Transcreva literalmente a parte do trecho selecionado que vai de "Com os microfones" até "se reuniu ainda.", incluindo essas palavras.

Trecho selecionado →
■ ■ ■ ■ ■ ■ ■
A frustração começou antes mesmo dos microfones serem ligados, tão logo circulou a informação de que a secretária estadual da Saúde, Arita Bergmann, não estaria presente. Na audiência anterior, no dia 7 de agosto, ela também não compareceu. A data desta segunda, inclusive, foi marcada especificamente para casar com a agenda da secretária. Em sua justificativa, Arita disse que a crise do Samu lhe impediu de ir.
Com os microfones ligados, a apresentação feita por Lisiane Fagundes, diretora do Departamento de Gestão de Atenção Especializada da Secretaria Estadual da Saúde (SES), deu o tom do que seria o sentimento ao final da audiência. Quase um mês depois do encontro anterior, o governo estadual não sinalizou qualquer mudança no discurso ou na prática referente aos recursos cortados dos hospitais da Região Metropolitana de Porto Alegre.
Em relação à audiência anterior, a reunião desta segunda (4) trouxe uma novidade: a constatação de que o grupo de trabalho criado pela SES, no dia 7 de julho, “para avaliar tecnicamente os resultados do Programa Assistir e subsidiar eventual substituição de critérios”, nem sequer se reuniu ainda.
■ ■ ■ ■ ■ ■ ■
Dados de origem →
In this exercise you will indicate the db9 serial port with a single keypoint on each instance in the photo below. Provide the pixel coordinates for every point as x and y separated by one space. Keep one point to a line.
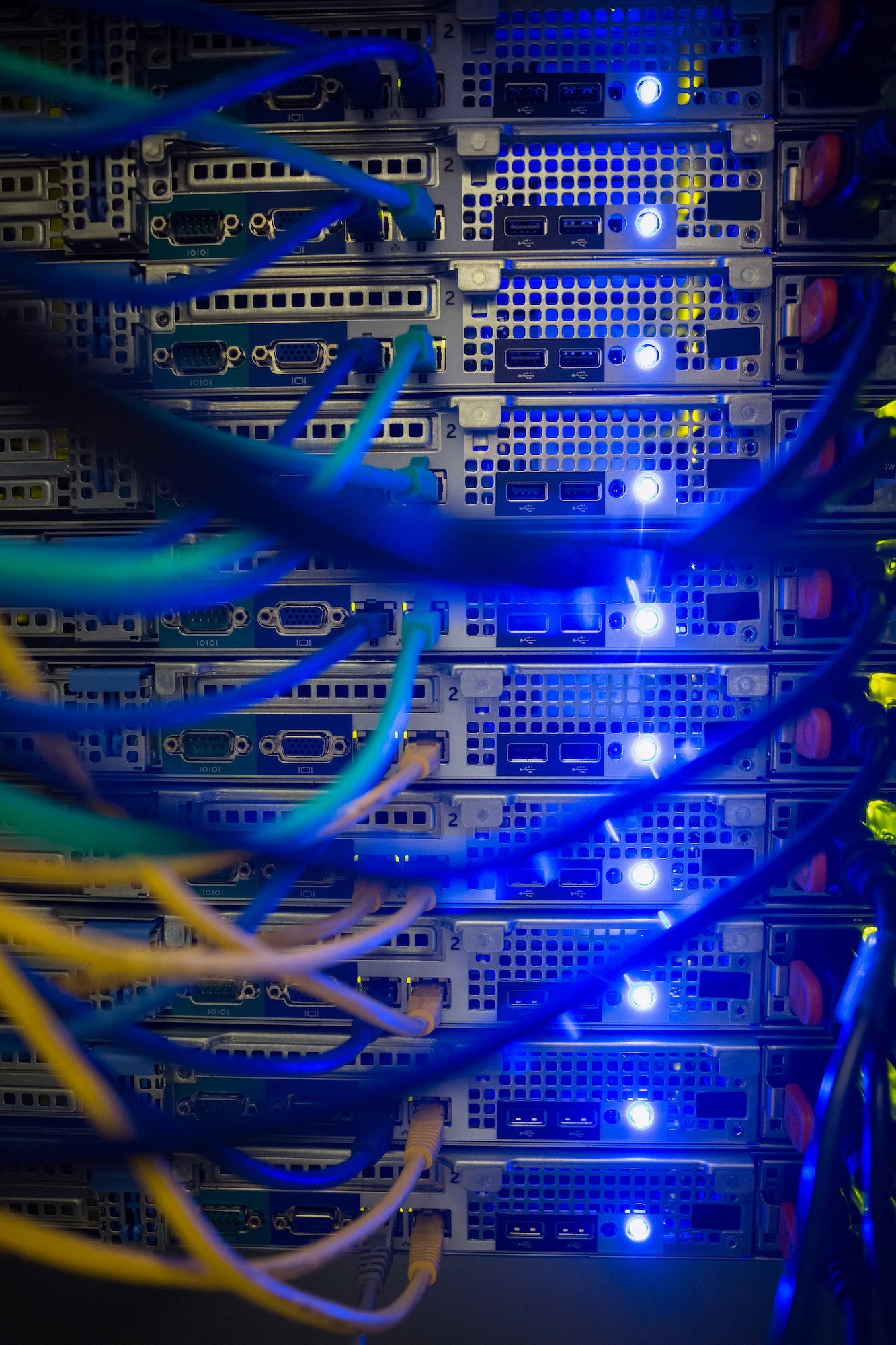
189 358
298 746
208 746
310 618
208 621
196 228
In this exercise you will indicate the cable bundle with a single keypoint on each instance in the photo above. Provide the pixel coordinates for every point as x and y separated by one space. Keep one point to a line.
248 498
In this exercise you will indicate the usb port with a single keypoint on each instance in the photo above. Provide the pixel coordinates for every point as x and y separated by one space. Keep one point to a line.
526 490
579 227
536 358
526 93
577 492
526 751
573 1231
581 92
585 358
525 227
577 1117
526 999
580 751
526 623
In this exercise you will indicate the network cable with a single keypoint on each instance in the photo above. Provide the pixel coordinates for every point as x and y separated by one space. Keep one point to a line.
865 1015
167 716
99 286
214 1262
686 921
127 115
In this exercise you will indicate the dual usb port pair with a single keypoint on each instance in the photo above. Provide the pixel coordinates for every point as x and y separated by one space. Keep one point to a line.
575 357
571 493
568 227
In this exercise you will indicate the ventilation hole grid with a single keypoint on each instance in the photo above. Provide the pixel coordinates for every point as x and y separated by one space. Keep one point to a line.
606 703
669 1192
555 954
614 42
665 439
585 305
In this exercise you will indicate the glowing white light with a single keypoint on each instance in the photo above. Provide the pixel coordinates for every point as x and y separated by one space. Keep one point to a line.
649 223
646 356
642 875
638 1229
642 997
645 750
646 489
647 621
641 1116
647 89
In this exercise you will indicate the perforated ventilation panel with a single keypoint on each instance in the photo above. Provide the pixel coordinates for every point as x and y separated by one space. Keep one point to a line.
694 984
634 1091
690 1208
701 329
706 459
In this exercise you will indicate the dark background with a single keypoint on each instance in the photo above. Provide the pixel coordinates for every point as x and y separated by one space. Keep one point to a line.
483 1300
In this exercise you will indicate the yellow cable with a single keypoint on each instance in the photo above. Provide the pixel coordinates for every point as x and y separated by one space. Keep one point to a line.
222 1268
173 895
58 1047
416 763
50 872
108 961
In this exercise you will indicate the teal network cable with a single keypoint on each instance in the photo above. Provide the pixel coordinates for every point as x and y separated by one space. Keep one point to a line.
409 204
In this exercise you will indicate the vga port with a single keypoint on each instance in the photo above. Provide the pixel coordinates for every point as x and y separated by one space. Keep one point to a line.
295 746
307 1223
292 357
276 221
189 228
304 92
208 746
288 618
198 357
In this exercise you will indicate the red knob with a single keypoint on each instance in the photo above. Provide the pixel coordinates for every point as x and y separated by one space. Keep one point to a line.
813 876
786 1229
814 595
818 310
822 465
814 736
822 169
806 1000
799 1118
■ ■ ■ ■ ■ ■ ■
Resposta à tarefa →
Com os microfones ligados, a apresentação feita por Lisiane Fagundes, diretora do Departamento de Gestão de Atenção Especializada da Secretaria Estadual da Saúde (SES), deu o tom do que seria o sentimento ao final da audiência. Quase um mês depois do encontro anterior, o governo estadual não sinalizou qualquer mudança no discurso ou na prática referente aos recursos cortados dos hospitais da Região Metropolitana de Porto Alegre.
Em relação à audiência anterior, a reunião desta segunda (4) trouxe uma novidade: a constatação de que o grupo de trabalho criado pela SES, no dia 7 de julho, “para avaliar tecnicamente os resultados do Programa Assistir e subsidiar eventual substituição de critérios”, nem sequer se reuniu ainda.